WRITTEN PROBLEM
Return nothing but the lines from the line containing "Target: arched window" through the last line of the records, reproduced exactly.

ENTRIES SUPPLIED
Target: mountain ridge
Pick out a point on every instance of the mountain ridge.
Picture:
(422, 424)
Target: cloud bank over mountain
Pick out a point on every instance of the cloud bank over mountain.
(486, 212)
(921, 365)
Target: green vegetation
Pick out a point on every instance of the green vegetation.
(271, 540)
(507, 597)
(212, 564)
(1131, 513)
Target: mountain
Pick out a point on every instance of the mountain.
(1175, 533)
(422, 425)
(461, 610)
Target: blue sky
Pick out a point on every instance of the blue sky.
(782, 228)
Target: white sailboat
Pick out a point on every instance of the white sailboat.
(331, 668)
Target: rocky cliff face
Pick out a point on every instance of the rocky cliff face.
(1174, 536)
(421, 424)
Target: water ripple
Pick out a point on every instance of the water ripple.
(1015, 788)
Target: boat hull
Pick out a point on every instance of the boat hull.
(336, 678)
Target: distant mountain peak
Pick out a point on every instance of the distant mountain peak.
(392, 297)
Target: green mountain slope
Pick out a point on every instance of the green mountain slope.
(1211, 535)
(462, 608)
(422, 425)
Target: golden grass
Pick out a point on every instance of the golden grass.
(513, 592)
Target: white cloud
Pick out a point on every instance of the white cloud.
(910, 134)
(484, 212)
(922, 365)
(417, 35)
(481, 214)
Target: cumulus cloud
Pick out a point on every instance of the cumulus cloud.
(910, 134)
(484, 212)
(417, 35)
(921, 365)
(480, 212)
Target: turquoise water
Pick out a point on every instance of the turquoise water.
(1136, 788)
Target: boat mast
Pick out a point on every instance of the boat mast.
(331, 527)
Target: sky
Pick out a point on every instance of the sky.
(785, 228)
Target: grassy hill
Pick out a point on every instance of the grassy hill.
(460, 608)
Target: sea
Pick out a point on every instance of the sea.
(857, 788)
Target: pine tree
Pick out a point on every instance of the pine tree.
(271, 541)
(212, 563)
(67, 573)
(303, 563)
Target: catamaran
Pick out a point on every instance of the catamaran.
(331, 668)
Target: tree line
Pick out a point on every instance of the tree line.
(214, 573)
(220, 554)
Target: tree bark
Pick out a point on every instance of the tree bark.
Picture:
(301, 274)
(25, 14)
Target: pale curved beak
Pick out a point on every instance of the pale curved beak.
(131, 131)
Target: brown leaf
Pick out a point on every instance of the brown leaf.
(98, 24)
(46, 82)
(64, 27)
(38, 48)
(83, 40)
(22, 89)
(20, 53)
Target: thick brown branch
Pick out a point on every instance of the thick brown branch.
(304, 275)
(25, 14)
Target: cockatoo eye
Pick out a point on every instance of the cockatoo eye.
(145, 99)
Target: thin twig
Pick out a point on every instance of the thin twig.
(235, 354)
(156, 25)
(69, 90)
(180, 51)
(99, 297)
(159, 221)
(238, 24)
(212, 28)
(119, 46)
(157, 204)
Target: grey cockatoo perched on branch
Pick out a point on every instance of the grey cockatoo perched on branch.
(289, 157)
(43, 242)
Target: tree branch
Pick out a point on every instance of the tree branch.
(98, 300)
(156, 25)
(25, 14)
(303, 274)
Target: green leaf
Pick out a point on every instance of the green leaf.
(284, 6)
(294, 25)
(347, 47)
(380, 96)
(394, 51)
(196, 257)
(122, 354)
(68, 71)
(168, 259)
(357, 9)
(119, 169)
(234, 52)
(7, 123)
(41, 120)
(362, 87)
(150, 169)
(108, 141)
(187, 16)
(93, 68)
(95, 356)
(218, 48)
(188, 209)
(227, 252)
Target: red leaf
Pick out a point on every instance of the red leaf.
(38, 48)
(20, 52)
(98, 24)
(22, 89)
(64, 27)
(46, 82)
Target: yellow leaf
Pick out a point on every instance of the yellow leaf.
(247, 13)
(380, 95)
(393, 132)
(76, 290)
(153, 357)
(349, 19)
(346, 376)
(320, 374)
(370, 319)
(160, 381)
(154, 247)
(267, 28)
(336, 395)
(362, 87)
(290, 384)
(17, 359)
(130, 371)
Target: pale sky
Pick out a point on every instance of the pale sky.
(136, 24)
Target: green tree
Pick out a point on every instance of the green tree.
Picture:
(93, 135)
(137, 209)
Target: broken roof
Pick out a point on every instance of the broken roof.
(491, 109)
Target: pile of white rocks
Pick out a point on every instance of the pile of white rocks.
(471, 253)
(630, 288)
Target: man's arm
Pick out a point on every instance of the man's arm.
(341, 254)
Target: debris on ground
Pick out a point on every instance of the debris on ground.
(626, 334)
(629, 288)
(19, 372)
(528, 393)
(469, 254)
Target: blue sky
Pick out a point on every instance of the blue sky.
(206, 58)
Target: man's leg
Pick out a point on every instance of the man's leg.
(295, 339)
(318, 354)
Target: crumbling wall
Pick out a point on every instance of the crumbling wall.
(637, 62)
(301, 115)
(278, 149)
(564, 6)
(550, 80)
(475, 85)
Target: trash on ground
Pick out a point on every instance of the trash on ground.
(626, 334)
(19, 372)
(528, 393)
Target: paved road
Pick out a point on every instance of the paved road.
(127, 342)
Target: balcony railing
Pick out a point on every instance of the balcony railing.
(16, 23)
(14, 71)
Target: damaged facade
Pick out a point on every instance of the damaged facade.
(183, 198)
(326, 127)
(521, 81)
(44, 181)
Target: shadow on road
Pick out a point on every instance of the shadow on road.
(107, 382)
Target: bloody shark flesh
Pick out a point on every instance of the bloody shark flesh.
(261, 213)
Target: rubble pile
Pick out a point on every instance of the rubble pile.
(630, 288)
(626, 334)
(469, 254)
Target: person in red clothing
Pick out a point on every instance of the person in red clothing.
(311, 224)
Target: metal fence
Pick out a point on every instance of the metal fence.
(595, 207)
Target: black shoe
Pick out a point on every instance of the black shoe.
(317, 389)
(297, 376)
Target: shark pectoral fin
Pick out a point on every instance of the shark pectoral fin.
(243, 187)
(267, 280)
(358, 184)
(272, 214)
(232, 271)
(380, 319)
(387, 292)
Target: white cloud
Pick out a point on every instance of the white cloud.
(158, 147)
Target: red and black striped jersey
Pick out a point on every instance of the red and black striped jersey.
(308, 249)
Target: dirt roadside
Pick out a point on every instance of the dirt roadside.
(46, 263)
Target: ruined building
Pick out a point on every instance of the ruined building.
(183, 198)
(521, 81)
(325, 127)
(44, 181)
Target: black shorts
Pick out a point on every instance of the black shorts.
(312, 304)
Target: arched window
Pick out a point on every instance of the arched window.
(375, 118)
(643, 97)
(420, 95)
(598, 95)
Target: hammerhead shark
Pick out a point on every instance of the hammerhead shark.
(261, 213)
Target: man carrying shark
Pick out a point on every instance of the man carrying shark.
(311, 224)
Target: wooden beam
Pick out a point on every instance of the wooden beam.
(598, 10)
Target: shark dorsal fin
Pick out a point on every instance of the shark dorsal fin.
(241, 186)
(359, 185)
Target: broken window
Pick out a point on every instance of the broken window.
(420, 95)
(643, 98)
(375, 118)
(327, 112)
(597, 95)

FINAL RESULT
Target: arched window
Pick out a point on every instance of the arched window.
(375, 118)
(643, 97)
(420, 95)
(598, 95)
Target: hammerhead shark
Pick out a point on every instance of the hammerhead shark.
(261, 213)
Target: man carrying shark
Pick out a point on every instance of the man carrying shark.
(311, 224)
Target: wooden beam
Pick out a point on every instance of the wooden beam.
(598, 10)
Target: shark dorsal fin
Pick out a point on every instance of the shark dorsal fin.
(241, 186)
(359, 185)
Target: broken window
Pick out a point on every instance of the broken window.
(420, 95)
(643, 98)
(375, 118)
(327, 112)
(597, 95)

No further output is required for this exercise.